Reproduce the items below, swapping "marker" for "pin" everywhere it occurs and keeping everything else unchanged.

-- START OF Extracted information --

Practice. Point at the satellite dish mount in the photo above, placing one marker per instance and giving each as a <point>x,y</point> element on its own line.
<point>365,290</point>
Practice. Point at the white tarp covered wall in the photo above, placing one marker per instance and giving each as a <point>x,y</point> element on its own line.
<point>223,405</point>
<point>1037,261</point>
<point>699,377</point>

-- END OF Extracted information --

Solution below
Practice. Point at the satellite dish mount in the photo above, placing one pin per instance and giving each as a <point>x,y</point> element on its own line.
<point>365,290</point>
Practice. Point at the white tarp covered wall in the photo above, placing one pin per instance and giving each as a <point>x,y</point> element on its own line.
<point>223,405</point>
<point>1037,261</point>
<point>699,377</point>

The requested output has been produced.